> Short exercise
Copy each of the rows below word for word, without changing anything.

> Given information
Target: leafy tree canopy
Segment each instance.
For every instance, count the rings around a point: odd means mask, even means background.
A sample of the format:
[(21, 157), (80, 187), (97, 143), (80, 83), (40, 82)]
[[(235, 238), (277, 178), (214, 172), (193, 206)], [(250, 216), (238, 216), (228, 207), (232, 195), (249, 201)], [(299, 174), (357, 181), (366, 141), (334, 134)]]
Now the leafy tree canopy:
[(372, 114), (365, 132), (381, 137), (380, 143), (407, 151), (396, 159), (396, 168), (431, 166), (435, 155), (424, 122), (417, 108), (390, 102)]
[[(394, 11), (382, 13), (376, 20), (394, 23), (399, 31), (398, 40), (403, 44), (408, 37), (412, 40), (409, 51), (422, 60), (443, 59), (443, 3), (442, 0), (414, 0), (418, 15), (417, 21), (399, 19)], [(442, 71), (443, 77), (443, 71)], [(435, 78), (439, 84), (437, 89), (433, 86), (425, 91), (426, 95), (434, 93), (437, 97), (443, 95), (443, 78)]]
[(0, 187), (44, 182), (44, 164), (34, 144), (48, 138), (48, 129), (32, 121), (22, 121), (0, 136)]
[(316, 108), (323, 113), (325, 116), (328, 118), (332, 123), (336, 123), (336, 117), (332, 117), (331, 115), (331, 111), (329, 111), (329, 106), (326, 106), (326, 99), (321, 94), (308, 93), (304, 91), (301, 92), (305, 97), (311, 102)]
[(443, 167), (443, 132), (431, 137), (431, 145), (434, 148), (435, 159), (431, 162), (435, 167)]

> Answer in full
Target: leafy tree canopy
Segment each instance.
For every instance, count the rings around a point: odd means mask, even means background.
A sample of the format:
[(21, 157), (80, 187), (97, 143), (80, 83), (40, 82)]
[[(235, 238), (277, 178), (214, 172), (193, 206)], [(250, 216), (238, 216), (228, 207), (232, 195), (249, 201)], [(299, 174), (357, 181), (366, 141), (334, 134)]]
Now the leafy tree canopy:
[(372, 114), (365, 132), (381, 137), (380, 143), (407, 151), (396, 159), (396, 168), (431, 166), (435, 155), (424, 122), (417, 108), (390, 102)]
[[(394, 11), (382, 13), (376, 20), (394, 23), (399, 31), (398, 40), (403, 44), (408, 37), (412, 40), (409, 51), (422, 60), (443, 59), (443, 3), (442, 0), (414, 0), (418, 15), (417, 21), (399, 19)], [(442, 71), (443, 77), (443, 71)], [(435, 78), (439, 84), (437, 89), (433, 86), (425, 91), (426, 95), (434, 93), (437, 97), (443, 95), (443, 78)]]
[(0, 187), (44, 182), (44, 164), (34, 144), (48, 138), (48, 129), (32, 121), (22, 121), (0, 136)]
[(316, 108), (323, 113), (325, 116), (328, 118), (332, 123), (336, 123), (336, 117), (332, 117), (331, 115), (331, 111), (329, 111), (329, 106), (326, 106), (326, 99), (321, 94), (308, 93), (304, 91), (301, 92), (305, 97), (311, 102)]
[(443, 167), (443, 132), (431, 137), (431, 145), (434, 148), (435, 159), (431, 162), (435, 167)]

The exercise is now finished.